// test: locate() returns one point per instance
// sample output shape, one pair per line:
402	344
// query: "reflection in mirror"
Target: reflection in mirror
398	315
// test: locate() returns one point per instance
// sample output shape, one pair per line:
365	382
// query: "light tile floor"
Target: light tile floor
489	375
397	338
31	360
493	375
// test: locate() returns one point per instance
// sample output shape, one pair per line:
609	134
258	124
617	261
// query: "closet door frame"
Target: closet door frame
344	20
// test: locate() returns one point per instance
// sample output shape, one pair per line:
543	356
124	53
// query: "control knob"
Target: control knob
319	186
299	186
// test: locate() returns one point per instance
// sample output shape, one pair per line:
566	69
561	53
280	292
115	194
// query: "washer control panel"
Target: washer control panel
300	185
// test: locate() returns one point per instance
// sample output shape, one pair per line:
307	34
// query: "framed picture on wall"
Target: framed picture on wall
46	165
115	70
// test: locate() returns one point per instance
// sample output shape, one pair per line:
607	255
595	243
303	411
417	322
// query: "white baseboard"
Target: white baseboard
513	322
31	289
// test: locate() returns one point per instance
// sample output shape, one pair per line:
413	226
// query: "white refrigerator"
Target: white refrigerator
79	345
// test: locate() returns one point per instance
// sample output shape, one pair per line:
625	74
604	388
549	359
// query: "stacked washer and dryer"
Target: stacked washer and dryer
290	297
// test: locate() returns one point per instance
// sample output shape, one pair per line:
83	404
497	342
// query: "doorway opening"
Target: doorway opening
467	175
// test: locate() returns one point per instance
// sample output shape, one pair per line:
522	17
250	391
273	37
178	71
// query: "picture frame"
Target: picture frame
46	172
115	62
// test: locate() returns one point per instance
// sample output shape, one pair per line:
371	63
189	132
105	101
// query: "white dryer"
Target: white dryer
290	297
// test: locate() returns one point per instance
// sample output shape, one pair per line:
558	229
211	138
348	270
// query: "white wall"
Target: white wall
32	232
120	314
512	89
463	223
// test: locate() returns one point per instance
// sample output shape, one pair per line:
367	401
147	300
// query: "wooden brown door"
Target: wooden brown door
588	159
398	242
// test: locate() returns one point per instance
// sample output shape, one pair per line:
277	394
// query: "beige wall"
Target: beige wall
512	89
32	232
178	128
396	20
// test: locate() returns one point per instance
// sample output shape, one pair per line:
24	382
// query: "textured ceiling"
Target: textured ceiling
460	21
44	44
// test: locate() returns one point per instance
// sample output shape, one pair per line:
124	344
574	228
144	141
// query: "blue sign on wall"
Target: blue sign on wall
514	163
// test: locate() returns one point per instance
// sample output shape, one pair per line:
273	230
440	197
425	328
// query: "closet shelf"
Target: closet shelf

★ ★ ★ ★ ★

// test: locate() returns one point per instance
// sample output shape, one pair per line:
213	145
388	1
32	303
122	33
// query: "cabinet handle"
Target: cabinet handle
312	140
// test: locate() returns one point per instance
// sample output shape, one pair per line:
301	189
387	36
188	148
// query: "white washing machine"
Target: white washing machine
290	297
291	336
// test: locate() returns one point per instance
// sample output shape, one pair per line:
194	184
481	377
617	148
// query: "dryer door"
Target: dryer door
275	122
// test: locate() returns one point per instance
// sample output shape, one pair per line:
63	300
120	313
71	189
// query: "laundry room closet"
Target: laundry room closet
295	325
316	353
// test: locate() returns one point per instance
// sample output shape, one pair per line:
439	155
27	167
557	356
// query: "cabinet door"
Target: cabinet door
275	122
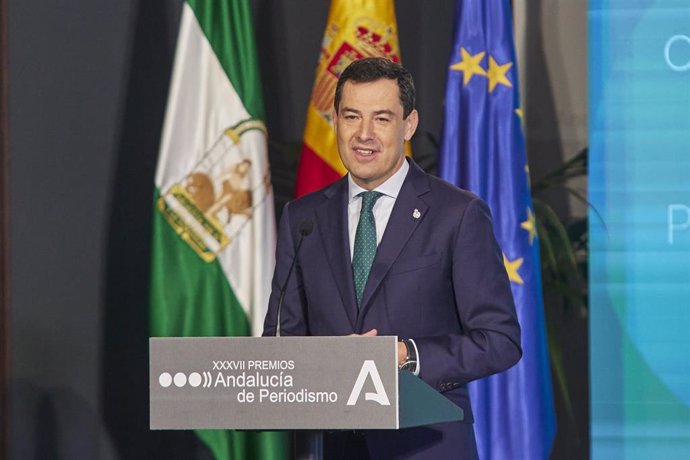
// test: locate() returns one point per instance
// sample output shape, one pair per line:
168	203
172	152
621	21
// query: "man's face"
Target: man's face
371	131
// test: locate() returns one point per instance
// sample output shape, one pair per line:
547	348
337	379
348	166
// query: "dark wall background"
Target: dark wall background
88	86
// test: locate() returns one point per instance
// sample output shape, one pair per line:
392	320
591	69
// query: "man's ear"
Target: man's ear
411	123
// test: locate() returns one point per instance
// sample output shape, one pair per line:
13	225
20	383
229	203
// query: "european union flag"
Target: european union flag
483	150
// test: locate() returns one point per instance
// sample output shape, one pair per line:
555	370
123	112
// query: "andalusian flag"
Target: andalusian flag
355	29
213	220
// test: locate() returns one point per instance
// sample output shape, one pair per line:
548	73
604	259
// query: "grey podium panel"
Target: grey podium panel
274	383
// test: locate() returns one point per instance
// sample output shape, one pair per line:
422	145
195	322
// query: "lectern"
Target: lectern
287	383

★ ★ ★ ★ ★

## EXERCISE:
From the data above, pull out every line that contains the string "podium". Matching is case-sensitive.

## RESPONSE FOR THIS EXERCISE:
// query: "grey podium panel"
Target: grey podium panel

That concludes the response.